> _DESCRIPTION OF THE TASK_: Your task is to repeat the records exactly from the line containing "Query: cloud layer" onward, through the final line.

____ DATA EXTRACT

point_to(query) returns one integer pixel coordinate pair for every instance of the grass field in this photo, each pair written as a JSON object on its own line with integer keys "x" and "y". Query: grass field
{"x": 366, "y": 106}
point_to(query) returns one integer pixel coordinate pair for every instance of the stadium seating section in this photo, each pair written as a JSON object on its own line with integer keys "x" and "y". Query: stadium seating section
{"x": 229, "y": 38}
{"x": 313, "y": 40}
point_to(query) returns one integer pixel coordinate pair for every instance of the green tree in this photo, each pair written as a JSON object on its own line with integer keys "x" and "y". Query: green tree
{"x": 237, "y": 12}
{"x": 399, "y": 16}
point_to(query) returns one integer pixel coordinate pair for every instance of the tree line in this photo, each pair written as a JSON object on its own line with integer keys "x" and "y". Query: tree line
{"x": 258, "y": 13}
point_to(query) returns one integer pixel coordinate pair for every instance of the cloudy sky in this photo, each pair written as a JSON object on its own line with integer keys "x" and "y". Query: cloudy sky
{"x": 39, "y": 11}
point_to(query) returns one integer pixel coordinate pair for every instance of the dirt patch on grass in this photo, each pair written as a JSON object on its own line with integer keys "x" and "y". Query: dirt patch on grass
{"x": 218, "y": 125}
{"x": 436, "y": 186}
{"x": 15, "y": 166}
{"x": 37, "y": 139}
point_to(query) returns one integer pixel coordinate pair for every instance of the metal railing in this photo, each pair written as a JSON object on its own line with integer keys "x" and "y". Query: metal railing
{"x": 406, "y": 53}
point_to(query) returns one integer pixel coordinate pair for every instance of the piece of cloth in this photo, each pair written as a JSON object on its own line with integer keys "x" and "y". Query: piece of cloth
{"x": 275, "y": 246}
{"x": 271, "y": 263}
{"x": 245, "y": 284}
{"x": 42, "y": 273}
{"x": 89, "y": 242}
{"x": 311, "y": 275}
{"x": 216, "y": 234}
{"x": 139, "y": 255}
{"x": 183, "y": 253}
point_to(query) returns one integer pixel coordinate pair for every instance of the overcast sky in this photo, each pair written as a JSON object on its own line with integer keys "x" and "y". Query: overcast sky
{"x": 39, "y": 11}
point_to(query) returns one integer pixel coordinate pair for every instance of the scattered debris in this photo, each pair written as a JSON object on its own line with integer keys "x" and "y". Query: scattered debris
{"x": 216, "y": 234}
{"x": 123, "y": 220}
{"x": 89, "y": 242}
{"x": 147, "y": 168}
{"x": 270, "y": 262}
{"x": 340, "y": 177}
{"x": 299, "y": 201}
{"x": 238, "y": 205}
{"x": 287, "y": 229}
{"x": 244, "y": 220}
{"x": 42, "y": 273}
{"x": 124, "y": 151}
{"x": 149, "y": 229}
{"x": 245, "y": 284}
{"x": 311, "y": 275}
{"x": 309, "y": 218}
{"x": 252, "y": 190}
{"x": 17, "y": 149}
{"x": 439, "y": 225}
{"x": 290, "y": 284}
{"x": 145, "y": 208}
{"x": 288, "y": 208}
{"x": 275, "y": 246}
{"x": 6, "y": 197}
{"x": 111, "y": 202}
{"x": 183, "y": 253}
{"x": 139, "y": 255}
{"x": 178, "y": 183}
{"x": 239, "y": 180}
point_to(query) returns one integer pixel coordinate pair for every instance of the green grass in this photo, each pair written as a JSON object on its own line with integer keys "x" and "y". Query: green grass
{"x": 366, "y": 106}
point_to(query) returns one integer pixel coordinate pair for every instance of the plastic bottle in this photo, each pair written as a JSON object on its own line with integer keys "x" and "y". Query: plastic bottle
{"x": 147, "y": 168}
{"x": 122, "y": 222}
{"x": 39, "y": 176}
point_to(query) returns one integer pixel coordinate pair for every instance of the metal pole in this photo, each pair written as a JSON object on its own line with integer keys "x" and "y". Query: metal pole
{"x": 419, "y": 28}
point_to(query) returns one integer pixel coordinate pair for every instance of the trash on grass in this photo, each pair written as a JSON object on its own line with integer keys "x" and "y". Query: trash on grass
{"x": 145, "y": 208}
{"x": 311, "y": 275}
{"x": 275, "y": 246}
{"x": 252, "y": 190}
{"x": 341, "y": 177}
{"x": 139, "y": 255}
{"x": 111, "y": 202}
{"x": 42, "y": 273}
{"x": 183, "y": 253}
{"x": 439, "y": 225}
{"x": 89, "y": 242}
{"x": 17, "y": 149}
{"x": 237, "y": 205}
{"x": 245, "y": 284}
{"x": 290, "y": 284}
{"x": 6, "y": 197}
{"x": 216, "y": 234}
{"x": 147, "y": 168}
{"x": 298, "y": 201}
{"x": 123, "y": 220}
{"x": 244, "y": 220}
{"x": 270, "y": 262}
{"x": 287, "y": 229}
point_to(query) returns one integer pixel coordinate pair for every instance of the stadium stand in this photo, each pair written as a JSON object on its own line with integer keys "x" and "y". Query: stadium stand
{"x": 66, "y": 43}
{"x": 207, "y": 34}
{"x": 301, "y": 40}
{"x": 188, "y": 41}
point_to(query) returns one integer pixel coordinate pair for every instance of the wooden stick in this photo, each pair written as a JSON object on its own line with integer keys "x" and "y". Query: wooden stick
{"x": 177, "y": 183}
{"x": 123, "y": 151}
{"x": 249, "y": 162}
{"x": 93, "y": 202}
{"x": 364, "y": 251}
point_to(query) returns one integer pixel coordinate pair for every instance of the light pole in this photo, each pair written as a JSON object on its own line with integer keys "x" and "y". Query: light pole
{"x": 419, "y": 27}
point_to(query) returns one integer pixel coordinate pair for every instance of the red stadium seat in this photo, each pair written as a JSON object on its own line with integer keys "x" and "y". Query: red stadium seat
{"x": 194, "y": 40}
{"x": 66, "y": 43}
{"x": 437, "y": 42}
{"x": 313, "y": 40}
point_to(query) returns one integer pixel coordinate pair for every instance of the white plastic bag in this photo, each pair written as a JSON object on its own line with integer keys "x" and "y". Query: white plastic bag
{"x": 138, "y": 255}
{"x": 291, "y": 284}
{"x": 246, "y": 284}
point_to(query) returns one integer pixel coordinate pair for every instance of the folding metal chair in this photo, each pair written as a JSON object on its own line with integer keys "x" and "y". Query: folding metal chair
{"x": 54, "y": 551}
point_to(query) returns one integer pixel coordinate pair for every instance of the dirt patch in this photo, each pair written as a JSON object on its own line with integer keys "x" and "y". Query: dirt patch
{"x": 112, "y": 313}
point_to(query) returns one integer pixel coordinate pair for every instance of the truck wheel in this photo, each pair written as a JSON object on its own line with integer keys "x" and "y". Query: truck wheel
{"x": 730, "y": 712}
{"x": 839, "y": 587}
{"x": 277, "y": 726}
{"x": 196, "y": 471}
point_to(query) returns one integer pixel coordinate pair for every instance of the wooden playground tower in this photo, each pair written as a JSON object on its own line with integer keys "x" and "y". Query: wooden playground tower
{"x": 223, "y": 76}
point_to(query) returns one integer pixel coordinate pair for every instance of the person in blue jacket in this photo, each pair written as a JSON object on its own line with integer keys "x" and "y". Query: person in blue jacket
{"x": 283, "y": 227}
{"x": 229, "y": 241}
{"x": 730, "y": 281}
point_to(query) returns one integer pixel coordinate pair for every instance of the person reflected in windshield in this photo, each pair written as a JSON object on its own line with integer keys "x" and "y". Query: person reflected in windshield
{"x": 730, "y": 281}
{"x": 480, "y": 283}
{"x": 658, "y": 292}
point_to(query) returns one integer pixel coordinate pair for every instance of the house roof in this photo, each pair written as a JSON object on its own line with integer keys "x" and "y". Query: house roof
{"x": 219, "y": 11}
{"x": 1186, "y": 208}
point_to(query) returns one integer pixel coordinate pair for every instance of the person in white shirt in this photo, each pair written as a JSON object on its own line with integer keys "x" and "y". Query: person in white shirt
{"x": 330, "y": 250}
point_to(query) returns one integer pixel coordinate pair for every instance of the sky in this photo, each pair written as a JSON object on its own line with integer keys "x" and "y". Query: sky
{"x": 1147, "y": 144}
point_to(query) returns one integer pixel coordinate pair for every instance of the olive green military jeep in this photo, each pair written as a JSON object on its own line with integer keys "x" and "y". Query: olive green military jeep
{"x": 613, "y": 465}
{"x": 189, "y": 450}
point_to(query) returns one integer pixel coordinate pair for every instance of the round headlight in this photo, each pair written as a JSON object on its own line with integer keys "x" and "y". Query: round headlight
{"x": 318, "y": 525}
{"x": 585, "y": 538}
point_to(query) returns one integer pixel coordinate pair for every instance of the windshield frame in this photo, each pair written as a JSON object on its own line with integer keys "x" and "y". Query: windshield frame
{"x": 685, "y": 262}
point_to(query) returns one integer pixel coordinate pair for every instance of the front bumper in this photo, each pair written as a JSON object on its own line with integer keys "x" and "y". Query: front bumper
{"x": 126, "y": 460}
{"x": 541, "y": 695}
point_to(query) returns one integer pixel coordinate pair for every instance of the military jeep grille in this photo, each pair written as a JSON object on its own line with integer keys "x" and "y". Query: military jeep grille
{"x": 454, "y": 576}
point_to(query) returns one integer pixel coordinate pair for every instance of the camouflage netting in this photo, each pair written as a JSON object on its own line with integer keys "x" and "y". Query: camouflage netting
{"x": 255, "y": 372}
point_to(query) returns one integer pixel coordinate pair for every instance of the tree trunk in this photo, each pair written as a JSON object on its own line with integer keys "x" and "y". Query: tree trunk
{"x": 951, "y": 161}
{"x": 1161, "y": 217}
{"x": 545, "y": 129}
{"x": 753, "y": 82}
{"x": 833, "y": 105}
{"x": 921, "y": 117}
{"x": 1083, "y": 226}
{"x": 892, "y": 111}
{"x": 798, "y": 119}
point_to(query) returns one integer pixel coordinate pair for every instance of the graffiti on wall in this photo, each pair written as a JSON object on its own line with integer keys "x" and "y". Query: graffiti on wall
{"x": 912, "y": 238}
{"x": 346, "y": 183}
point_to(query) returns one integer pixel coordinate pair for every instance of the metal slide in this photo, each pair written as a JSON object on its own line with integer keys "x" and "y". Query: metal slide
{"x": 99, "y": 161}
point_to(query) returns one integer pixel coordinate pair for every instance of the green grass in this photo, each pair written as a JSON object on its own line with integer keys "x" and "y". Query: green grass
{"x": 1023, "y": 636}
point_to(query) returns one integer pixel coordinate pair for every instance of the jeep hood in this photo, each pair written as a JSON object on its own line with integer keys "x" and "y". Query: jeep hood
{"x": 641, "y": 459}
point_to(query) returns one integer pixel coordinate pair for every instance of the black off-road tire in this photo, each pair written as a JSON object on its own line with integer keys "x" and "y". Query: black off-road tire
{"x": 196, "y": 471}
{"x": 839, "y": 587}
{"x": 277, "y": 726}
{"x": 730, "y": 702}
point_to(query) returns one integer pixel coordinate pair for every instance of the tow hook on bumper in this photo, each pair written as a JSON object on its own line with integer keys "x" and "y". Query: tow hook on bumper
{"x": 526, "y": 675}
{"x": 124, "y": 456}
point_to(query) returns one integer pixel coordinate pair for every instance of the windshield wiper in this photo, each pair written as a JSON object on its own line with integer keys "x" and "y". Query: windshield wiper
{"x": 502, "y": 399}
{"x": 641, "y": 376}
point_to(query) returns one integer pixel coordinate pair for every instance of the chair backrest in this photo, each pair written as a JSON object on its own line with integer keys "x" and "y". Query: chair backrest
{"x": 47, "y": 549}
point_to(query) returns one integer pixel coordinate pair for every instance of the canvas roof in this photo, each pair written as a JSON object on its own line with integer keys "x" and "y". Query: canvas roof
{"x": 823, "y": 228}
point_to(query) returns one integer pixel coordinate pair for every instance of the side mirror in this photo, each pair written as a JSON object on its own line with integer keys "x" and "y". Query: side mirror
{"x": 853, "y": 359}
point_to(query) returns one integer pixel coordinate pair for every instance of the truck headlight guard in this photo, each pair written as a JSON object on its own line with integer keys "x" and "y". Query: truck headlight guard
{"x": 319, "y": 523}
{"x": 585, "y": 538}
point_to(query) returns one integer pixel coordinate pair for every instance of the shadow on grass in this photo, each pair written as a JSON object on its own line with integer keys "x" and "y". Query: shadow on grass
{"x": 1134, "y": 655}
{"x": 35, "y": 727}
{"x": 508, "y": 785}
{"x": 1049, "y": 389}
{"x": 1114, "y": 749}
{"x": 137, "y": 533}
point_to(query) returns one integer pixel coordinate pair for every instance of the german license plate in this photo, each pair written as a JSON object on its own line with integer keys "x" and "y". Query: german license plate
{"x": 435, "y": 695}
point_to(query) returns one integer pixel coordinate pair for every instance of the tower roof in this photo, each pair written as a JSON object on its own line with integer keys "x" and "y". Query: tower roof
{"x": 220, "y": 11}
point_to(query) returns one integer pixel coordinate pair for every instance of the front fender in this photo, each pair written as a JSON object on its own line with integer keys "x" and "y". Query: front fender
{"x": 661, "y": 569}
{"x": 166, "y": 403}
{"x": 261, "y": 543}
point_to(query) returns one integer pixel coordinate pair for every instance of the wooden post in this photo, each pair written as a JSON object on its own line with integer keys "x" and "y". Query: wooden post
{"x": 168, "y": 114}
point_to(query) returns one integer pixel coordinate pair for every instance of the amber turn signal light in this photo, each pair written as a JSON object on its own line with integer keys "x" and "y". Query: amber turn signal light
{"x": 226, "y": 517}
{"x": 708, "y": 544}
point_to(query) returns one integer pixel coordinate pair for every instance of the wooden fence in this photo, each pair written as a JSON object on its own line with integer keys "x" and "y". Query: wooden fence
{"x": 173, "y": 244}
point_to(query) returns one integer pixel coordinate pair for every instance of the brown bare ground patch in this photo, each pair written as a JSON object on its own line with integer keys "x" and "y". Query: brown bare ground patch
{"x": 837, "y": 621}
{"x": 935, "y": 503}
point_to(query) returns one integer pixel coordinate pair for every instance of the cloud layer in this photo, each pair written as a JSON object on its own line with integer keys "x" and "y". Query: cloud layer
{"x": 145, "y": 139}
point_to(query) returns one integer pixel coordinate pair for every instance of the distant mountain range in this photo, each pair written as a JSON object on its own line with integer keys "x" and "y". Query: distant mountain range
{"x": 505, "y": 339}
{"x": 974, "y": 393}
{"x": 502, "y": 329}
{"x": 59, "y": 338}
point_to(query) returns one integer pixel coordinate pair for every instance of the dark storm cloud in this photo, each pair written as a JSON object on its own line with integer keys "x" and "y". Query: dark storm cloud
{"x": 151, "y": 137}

________

> _THE OUTPUT_:
point_to(query) returns one integer pixel coordinate pair for every instance of the cloud layer in this photo, each pair written as a JSON object on its own line with integer keys "x" and "y". Query: cloud layer
{"x": 145, "y": 139}
point_to(query) returns one integer pixel coordinate pair for every instance of the distant mountain range in this photo, each pair written as a JSON object on its own line with integer keys "x" and "y". Query: distant mountain range
{"x": 505, "y": 339}
{"x": 974, "y": 393}
{"x": 502, "y": 329}
{"x": 59, "y": 338}
point_to(query) returns one integer pixel coordinate pair for every instance of the dark storm cloud in this photo, each pair written as a JSON object on its own line with integer keys "x" and "y". Query: dark storm cloud
{"x": 151, "y": 137}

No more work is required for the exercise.